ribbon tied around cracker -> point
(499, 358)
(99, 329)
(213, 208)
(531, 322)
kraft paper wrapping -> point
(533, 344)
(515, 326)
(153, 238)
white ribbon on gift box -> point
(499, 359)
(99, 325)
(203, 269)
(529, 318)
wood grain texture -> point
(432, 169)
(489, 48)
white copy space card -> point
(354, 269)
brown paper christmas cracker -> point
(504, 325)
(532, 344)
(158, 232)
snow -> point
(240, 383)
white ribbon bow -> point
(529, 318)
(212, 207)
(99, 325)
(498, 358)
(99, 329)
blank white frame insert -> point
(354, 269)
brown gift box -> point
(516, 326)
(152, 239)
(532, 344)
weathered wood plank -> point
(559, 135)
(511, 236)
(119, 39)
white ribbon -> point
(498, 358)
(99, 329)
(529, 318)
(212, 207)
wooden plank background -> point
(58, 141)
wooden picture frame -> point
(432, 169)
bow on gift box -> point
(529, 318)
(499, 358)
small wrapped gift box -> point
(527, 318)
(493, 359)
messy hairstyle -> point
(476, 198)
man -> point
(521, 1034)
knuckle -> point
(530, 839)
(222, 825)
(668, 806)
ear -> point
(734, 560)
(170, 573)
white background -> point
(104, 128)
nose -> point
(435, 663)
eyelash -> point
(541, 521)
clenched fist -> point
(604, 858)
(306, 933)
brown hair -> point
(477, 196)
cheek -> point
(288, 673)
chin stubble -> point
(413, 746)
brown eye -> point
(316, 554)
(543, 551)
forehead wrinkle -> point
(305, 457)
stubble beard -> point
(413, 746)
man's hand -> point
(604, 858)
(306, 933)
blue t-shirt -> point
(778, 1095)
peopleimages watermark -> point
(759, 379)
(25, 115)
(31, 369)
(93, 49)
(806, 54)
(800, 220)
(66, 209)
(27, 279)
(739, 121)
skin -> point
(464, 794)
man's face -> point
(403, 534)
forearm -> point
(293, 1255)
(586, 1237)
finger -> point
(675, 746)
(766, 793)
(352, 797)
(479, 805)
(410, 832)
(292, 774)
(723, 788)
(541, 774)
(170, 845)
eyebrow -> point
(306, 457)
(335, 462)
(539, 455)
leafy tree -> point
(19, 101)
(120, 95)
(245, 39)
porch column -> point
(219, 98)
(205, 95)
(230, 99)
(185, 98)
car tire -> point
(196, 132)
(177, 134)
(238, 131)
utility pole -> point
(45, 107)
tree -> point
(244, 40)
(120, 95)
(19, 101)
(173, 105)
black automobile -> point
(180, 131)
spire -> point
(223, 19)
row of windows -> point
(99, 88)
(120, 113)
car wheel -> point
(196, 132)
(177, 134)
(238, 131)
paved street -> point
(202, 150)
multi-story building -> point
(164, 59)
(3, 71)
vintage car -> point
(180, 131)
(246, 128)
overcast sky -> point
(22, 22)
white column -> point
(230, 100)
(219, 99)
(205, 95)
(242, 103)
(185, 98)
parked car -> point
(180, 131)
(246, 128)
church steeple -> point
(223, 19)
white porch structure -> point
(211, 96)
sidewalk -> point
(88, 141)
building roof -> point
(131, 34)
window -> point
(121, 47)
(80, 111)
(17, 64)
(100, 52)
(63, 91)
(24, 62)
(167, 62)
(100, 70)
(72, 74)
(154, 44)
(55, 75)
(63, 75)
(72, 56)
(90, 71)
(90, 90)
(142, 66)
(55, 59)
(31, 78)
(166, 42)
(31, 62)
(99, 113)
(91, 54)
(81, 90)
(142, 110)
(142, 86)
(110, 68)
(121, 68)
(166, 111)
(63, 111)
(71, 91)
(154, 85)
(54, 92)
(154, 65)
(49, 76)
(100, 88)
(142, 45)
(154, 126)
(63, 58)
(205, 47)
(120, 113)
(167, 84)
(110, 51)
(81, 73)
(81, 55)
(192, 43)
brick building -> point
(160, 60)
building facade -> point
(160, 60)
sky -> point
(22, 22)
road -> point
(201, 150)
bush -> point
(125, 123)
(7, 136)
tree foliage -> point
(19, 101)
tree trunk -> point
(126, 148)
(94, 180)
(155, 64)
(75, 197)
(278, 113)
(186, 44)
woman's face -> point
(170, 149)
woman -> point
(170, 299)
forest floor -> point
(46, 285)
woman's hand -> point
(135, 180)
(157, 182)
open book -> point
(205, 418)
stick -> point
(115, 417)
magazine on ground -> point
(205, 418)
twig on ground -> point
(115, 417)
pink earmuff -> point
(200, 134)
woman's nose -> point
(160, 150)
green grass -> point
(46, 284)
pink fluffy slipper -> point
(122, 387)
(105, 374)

§ **Stated goal**
Give back exactly the lines beginning at the one with "brick building -> point" and ending at the final line of the material; both boundary lines belong in it.

§ **The reply**
brick building -> point
(160, 60)
building facade -> point
(160, 60)
sky -> point
(22, 22)
road -> point
(201, 150)
bush -> point
(125, 123)
(7, 136)
tree foliage -> point
(19, 101)
tree trunk -> point
(126, 148)
(94, 180)
(155, 64)
(75, 197)
(278, 113)
(186, 44)
woman's face -> point
(170, 149)
woman -> point
(170, 299)
forest floor -> point
(46, 285)
woman's hand -> point
(135, 180)
(157, 182)
open book -> point
(205, 418)
stick -> point
(115, 417)
magazine on ground -> point
(205, 418)
twig on ground -> point
(115, 417)
pink earmuff -> point
(200, 134)
woman's nose -> point
(160, 150)
green grass -> point
(46, 284)
pink fluffy slipper -> point
(122, 387)
(105, 374)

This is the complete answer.